Start of INPUT
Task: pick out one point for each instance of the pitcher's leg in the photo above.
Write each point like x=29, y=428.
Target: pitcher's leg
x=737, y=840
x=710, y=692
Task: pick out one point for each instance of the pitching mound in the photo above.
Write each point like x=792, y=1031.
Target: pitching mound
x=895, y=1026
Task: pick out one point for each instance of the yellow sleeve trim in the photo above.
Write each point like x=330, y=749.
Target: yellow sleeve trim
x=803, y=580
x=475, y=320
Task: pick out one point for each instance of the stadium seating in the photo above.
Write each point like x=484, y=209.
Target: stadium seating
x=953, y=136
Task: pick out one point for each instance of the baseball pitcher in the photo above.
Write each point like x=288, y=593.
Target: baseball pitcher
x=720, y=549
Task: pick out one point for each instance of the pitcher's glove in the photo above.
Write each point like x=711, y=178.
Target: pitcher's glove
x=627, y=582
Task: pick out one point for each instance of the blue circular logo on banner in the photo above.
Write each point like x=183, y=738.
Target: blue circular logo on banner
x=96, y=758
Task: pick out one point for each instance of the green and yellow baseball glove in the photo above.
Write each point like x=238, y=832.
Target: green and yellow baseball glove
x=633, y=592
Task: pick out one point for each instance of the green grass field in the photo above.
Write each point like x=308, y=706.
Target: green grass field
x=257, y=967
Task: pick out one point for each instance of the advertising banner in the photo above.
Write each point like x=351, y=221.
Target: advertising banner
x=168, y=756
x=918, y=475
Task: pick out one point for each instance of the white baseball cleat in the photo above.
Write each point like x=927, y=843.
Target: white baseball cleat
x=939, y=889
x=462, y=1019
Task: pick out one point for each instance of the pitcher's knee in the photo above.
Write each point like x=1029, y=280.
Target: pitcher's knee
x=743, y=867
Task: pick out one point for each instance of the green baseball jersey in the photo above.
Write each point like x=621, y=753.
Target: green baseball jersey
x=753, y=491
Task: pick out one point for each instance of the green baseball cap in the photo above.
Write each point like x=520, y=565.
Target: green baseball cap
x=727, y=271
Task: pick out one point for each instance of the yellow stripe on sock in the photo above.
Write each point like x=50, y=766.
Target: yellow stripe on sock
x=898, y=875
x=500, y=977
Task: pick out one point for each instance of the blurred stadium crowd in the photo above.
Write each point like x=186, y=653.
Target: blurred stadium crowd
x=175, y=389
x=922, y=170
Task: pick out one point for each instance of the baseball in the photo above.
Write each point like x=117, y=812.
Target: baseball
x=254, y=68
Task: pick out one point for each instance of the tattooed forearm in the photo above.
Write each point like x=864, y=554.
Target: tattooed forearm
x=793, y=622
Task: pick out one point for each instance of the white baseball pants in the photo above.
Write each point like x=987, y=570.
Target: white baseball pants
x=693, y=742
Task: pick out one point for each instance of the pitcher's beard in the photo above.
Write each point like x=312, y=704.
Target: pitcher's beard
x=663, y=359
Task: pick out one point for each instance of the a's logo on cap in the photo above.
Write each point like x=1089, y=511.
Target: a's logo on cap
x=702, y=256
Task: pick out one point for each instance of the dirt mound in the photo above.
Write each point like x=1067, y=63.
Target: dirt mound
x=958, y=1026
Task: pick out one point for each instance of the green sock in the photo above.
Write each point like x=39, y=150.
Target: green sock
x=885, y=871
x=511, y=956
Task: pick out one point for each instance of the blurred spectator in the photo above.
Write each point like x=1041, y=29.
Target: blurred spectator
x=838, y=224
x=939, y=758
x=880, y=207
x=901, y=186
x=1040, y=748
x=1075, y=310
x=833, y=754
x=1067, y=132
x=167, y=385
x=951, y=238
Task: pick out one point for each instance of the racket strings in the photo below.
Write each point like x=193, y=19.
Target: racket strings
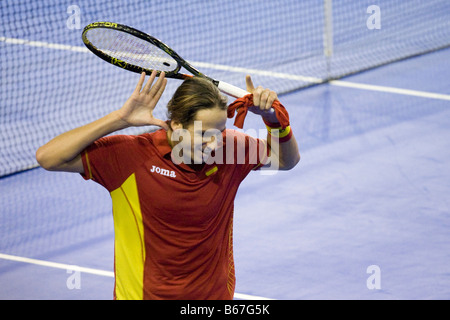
x=132, y=50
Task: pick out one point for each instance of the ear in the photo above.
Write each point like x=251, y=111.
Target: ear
x=175, y=125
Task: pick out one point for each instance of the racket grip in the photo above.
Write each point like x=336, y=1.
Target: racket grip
x=235, y=92
x=232, y=90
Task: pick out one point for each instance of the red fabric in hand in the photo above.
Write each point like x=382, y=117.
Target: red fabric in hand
x=241, y=106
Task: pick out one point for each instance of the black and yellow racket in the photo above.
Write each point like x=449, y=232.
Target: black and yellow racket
x=139, y=52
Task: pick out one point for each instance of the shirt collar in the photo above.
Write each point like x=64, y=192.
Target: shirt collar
x=162, y=143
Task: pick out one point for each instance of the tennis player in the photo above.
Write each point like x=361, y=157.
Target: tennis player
x=173, y=222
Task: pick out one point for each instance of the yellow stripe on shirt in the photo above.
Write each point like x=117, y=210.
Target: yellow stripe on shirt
x=129, y=241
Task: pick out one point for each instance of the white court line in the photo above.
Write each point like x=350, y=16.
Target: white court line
x=338, y=83
x=98, y=272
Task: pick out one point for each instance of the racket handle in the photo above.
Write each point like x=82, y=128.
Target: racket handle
x=235, y=92
x=232, y=90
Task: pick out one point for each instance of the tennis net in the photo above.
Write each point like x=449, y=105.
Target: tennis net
x=50, y=83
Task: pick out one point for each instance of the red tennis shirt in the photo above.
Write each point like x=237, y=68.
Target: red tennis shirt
x=173, y=225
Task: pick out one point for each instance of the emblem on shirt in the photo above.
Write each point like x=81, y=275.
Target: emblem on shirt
x=163, y=172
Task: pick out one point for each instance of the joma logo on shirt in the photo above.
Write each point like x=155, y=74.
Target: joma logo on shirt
x=163, y=172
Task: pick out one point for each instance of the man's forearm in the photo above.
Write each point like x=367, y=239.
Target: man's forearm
x=60, y=151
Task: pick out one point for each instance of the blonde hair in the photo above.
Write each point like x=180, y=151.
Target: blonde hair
x=192, y=95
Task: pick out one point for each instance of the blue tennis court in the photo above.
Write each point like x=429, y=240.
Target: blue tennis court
x=365, y=214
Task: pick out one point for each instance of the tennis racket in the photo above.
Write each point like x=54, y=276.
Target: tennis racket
x=133, y=50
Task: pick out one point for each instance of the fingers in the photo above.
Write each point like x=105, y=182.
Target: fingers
x=160, y=123
x=249, y=82
x=264, y=98
x=140, y=83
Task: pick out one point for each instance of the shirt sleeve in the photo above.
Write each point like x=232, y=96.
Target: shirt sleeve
x=109, y=160
x=248, y=154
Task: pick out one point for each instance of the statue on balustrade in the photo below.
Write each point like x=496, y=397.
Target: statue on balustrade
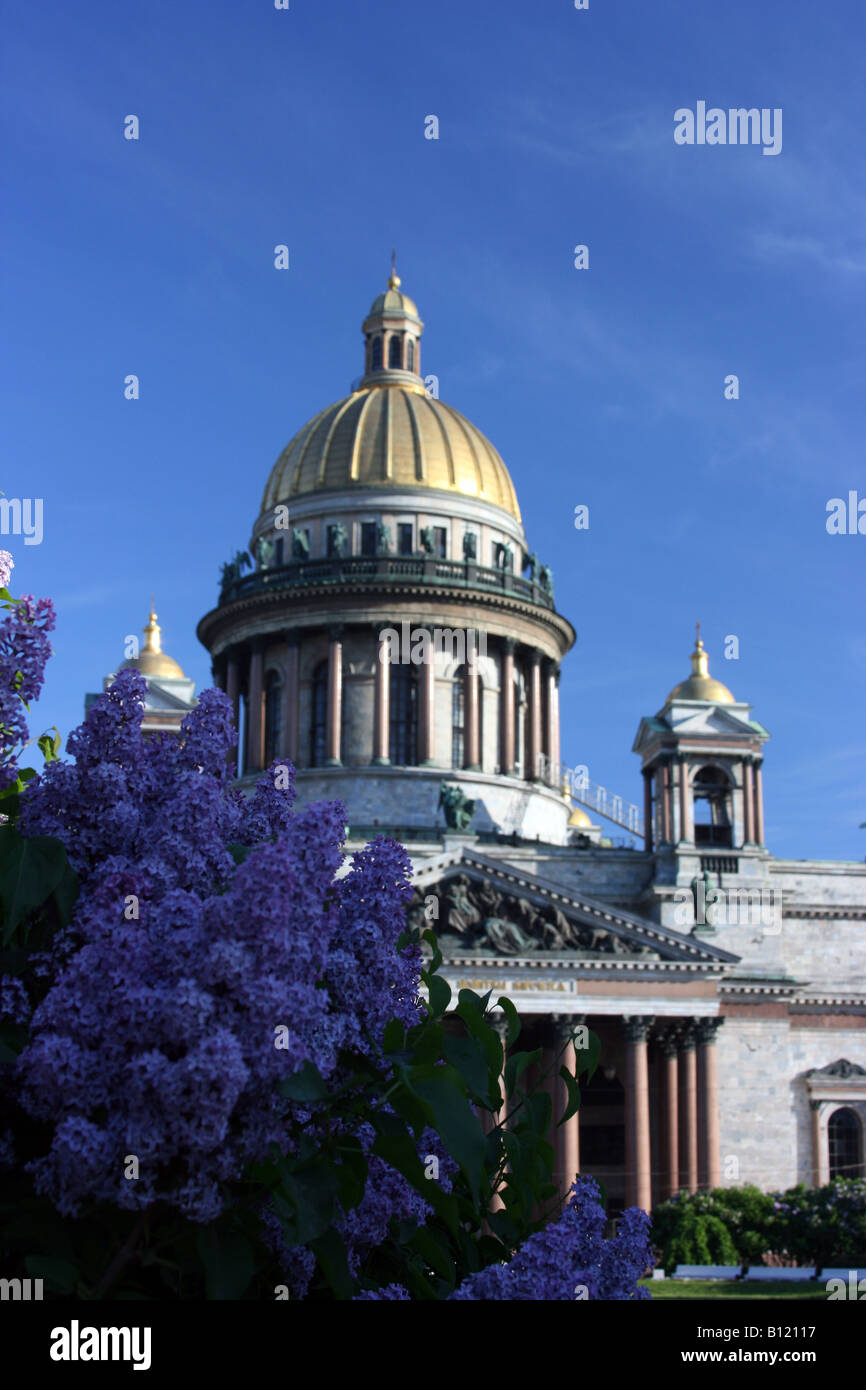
x=456, y=806
x=231, y=571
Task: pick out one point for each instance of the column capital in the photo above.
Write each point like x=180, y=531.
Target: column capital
x=637, y=1027
x=706, y=1030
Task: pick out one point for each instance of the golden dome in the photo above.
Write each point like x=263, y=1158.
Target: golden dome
End of INPUT
* [TASK OBJECTIVE]: Convert the lines above into a JSON array of strings, with one string per line and blank lines omitted. Exclude the pictures from the output.

* [THE RESPONSE]:
[
  "Task: pick out one point for each instance of the pitcher's leg in the photo above.",
  "Write each point like x=29, y=428.",
  "Target: pitcher's leg",
  "x=737, y=840",
  "x=710, y=692",
  "Task: pick out one point for each instance of the pitching mound in the photo above.",
  "Write each point like x=792, y=1031.",
  "Target: pitching mound",
  "x=895, y=1026",
  "Task: pick out one point for each instance of the yellow sleeve trim in the photo above.",
  "Write each point like x=330, y=749.",
  "Target: yellow sleeve trim",
  "x=803, y=580",
  "x=475, y=320",
  "Task: pick out one point for each instance of the stadium seating in the photo above.",
  "Write each point like x=484, y=209.",
  "Target: stadium seating",
  "x=953, y=136",
  "Task: pick out one point for each instance of the baseball pitcher in the photo above.",
  "Write each point like x=288, y=593.",
  "Target: baseball pitcher",
  "x=720, y=549",
  "Task: pick out one point for each instance of the pitcher's glove in the photo above.",
  "Write each point like x=711, y=178.",
  "Target: pitcher's glove",
  "x=627, y=582",
  "Task: pick out one point for each instance of the blue circular logo on banner in the photo above.",
  "Write each point like x=183, y=738.",
  "Target: blue circular logo on banner",
  "x=96, y=758",
  "Task: pick out one point for each instance of the green and yellow baseball glove in the photo above.",
  "Write each point like x=238, y=832.",
  "Target: green and yellow baseball glove",
  "x=633, y=592",
  "Task: pick out one point for each instance of the green grass field in the photo above.",
  "Write each point like x=308, y=706.",
  "Target: green grass field",
  "x=257, y=967",
  "Task: pick out one point for each instance of the advertising banner in the photo above.",
  "Write each point like x=351, y=221.",
  "Target: advertising banner",
  "x=168, y=756",
  "x=918, y=475",
  "Task: pick out one point for each instance of the white baseball cleat in the photo above.",
  "Write each point like x=927, y=843.",
  "Target: white baseball cleat",
  "x=939, y=889",
  "x=462, y=1019",
  "Task: pick out one point for each instance of the pitcher's knee in the photo above.",
  "Write each point like x=1029, y=280.",
  "Target: pitcher's knee",
  "x=743, y=867",
  "Task: pick out one point for each instance of the green baseball jersey in the photo above.",
  "Write each point like x=621, y=753.",
  "Target: green baseball jersey",
  "x=753, y=491",
  "Task: pick out one point for each instance of the green baseball cap in the photo above.",
  "Write each point like x=520, y=565.",
  "Target: green baseball cap",
  "x=727, y=271",
  "Task: pick out one point for each instance of the yellow stripe on sock in the photo above.",
  "Write each point like x=50, y=766.",
  "Target: yellow stripe on sock",
  "x=898, y=875",
  "x=500, y=977",
  "Task: pick out one point for each instance of the blurred stadium crowd in the photo above.",
  "Write each point like x=186, y=653.",
  "Target: blurred stadium crowd",
  "x=175, y=389",
  "x=922, y=170",
  "Task: pick out one point for each instance of the baseball in the photo above.",
  "Write each point like x=117, y=812.",
  "Target: baseball",
  "x=254, y=68",
  "Task: pick out one point for each instance of the tattooed forearm in the photo above.",
  "Write each point like x=864, y=554.",
  "Target: tattooed forearm",
  "x=793, y=622",
  "Task: pick out one point for each instance of the white baseball pants in the photo above.",
  "Write each point like x=987, y=570.",
  "Target: white baseball pants",
  "x=693, y=742",
  "Task: pick out one point for each instance of the pitcher's beard in the photo above.",
  "Write each point like x=312, y=704.",
  "Target: pitcher's beard",
  "x=663, y=359",
  "Task: pick out one point for each instance of the a's logo on cap in the photo above.",
  "Write each point like x=1089, y=511.",
  "Target: a's logo on cap",
  "x=702, y=256",
  "Task: pick out one point for each instance of the dirt mound in the photo above.",
  "Write each point like x=1067, y=63.",
  "Target: dirt mound",
  "x=958, y=1026",
  "Task: pick out one point for each instance of the green sock in the photo above.",
  "Write each point like x=39, y=150.",
  "Target: green sock",
  "x=885, y=871",
  "x=511, y=956",
  "Task: pick out one point for each instance of the blurred spectator in the photo above.",
  "Write each point like x=1041, y=29.",
  "Target: blurred spectator",
  "x=838, y=224",
  "x=939, y=758",
  "x=880, y=207",
  "x=901, y=186",
  "x=1040, y=748",
  "x=1075, y=310",
  "x=833, y=754",
  "x=1067, y=132",
  "x=167, y=385",
  "x=951, y=238",
  "Task: pick out one point for each instance of the racket strings in the photo below.",
  "Write each point like x=193, y=19.",
  "Target: racket strings",
  "x=132, y=50",
  "Task: pick out one point for each instance of the ear in the photo above.",
  "Write each point like x=251, y=111.",
  "Target: ear",
  "x=175, y=125",
  "Task: pick out one point for each instance of the racket grip in the photo above.",
  "Write each point like x=336, y=1.",
  "Target: racket grip",
  "x=235, y=92",
  "x=232, y=90",
  "Task: pick out one point for each instance of the red fabric in hand in the photo above.",
  "Write each point like x=382, y=117.",
  "Target: red fabric in hand",
  "x=241, y=106",
  "Task: pick out one point for each instance of the black and yellow racket in the photo above.",
  "Write each point like x=449, y=232.",
  "Target: black and yellow racket",
  "x=139, y=52",
  "Task: pick out one point for each instance of the shirt collar in the photo above.",
  "Write each point like x=64, y=192.",
  "Target: shirt collar",
  "x=162, y=143",
  "Task: pick out one point for each instance of the tennis player in the photo above.",
  "Write each point like x=361, y=157.",
  "Target: tennis player",
  "x=173, y=222",
  "Task: pick out one point for each instance of the yellow stripe on shirt in the photo above.",
  "Write each point like x=117, y=210.",
  "Target: yellow stripe on shirt",
  "x=129, y=241",
  "Task: pick out one point for each instance of the white court line in the photo above.",
  "Write each point like x=350, y=16.",
  "Target: white court line",
  "x=338, y=83",
  "x=98, y=272",
  "Task: pick out one point for each instance of the racket handle in the photo above.",
  "Write each point like x=82, y=128.",
  "Target: racket handle",
  "x=235, y=92",
  "x=232, y=90",
  "Task: pick out one point for each instance of the tennis net in the photo above.",
  "Write each point like x=449, y=105.",
  "Target: tennis net",
  "x=50, y=83",
  "Task: pick out one point for each instance of the red tennis shirt in the photo above.",
  "Write each point like x=237, y=68.",
  "Target: red tennis shirt",
  "x=173, y=225",
  "Task: pick out one point for each instance of the emblem on shirt in the photo above.",
  "Write each point like x=81, y=275.",
  "Target: emblem on shirt",
  "x=163, y=172",
  "Task: pick out one point for each instance of the joma logo on shirt in the photo above.",
  "Write each point like x=155, y=74.",
  "Target: joma logo on shirt",
  "x=163, y=172",
  "Task: pick out one point for each instance of the man's forearm in the photo above.",
  "Write each point like x=367, y=239.",
  "Target: man's forearm",
  "x=60, y=151",
  "Task: pick out one point for each instance of the blonde hair in the photo above.",
  "Write each point like x=180, y=151.",
  "Target: blonde hair",
  "x=192, y=95",
  "Task: pick out one point for each instance of the blue tennis court in the photo above.",
  "Write each point like x=429, y=240.",
  "Target: blue tennis court",
  "x=365, y=214",
  "Task: pick out one point for each instance of the tennis racket in the photo above.",
  "Write each point like x=54, y=276.",
  "Target: tennis racket",
  "x=133, y=50",
  "Task: pick out one point for each instance of the fingers in the photo above.",
  "Write each point like x=105, y=182.",
  "Target: fingers",
  "x=160, y=123",
  "x=249, y=82",
  "x=264, y=98",
  "x=140, y=83",
  "Task: pick out one point for each instance of the shirt sleeve in the photo above.",
  "Write each point like x=232, y=96.",
  "Target: shirt sleeve",
  "x=109, y=160",
  "x=248, y=154",
  "Task: pick out one point for each instance of the statue on balustrade in the photo below.",
  "Write each point like x=496, y=397.",
  "Target: statue on balustrade",
  "x=456, y=806",
  "x=231, y=571",
  "Task: pick out one point for each instance of the column capital in the photo above.",
  "Write each point like x=180, y=531.",
  "Target: column capital",
  "x=637, y=1027",
  "x=706, y=1030",
  "Task: pick out one point for each instance of the golden dome in the photo above.",
  "Write each point like x=263, y=1158.",
  "Target: golden dome"
]